+++ Material for the task +++
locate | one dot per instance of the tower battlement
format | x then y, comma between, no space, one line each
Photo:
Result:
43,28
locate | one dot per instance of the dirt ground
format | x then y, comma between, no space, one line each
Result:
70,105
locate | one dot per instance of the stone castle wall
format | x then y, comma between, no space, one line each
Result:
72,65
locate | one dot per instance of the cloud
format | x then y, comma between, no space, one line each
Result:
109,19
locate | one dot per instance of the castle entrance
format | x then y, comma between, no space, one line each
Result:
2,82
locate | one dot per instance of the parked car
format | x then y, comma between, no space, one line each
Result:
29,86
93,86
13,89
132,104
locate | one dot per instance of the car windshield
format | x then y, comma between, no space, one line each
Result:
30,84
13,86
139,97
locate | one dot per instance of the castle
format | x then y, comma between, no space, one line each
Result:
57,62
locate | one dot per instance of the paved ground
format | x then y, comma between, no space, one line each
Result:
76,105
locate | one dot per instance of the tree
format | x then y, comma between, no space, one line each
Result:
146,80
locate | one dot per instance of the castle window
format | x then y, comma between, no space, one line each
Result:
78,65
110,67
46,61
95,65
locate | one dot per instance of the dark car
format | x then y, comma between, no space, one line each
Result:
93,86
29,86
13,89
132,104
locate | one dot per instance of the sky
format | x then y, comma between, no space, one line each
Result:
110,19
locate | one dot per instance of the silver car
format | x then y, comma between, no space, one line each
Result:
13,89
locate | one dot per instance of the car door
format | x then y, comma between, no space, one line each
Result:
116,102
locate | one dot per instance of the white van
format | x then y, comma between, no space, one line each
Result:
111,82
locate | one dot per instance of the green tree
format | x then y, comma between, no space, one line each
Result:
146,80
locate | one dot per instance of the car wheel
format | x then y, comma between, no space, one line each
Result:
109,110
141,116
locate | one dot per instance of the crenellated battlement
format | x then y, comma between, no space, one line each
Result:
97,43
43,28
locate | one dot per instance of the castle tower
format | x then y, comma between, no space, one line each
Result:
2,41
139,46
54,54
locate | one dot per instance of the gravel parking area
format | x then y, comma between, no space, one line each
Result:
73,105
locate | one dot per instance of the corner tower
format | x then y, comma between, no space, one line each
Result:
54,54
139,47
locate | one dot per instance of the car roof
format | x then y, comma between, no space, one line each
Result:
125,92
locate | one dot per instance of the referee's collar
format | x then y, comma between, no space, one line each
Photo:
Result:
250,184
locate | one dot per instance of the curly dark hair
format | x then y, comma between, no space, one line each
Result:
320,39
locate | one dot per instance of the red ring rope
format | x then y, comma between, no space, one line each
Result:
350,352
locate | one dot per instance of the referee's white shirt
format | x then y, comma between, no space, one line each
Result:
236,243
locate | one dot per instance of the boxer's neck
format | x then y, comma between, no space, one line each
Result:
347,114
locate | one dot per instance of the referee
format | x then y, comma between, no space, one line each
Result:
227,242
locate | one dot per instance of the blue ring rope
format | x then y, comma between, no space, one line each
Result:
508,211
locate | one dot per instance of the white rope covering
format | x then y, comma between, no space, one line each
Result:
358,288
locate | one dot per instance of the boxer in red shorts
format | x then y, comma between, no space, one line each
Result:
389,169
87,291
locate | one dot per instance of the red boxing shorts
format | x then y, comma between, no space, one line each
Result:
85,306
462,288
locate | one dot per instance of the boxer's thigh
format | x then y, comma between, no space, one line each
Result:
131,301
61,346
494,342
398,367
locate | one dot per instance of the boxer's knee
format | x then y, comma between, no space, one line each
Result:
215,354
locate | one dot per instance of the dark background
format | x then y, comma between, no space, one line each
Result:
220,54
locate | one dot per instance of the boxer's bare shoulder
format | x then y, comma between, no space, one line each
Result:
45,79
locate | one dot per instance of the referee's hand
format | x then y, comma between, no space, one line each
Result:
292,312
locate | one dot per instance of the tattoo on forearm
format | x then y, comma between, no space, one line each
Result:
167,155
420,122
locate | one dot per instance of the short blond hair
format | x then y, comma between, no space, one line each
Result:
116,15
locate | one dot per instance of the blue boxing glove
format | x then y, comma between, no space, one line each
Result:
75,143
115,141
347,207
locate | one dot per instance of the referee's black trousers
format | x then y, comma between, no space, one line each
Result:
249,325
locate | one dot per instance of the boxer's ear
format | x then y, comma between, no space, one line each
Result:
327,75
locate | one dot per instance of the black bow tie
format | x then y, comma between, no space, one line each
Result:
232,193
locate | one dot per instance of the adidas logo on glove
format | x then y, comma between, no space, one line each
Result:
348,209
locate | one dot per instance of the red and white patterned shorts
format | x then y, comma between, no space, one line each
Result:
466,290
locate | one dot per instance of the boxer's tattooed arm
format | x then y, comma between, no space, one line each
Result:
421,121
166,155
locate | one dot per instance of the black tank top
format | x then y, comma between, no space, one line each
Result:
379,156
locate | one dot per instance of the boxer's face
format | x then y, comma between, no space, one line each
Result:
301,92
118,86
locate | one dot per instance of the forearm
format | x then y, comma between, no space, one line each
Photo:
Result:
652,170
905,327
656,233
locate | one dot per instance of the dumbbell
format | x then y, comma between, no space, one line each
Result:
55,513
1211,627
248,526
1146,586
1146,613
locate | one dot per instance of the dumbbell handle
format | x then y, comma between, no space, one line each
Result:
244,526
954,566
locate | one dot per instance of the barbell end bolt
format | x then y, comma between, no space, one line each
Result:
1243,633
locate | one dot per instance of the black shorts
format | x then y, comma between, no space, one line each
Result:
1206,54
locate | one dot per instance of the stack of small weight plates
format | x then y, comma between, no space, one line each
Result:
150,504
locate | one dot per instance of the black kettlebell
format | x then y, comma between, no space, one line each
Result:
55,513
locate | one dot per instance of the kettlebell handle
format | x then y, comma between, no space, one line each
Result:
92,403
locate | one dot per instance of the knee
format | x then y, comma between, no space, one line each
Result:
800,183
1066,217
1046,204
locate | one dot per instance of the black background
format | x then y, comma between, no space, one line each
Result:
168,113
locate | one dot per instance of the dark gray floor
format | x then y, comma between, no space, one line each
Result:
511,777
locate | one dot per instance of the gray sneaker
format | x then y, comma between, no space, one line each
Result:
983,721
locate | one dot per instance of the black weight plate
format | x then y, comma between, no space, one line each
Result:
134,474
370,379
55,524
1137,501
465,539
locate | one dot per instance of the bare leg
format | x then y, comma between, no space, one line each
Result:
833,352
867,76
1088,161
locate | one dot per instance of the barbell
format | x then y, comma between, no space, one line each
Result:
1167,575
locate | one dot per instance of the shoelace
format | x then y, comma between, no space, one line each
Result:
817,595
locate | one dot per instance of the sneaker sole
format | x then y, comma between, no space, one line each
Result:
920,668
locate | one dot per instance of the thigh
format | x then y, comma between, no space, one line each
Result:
+++
Activity:
Only lines containing the string "white" are needed. Pull each of them out of the records above.

Output of the exercise:
locate | one dot per instance of the white van
locate | one dot per instance of the referee's white shirt
locate | one dot per instance of the white rope covering
locate | one dot per instance of the red and white patterned shorts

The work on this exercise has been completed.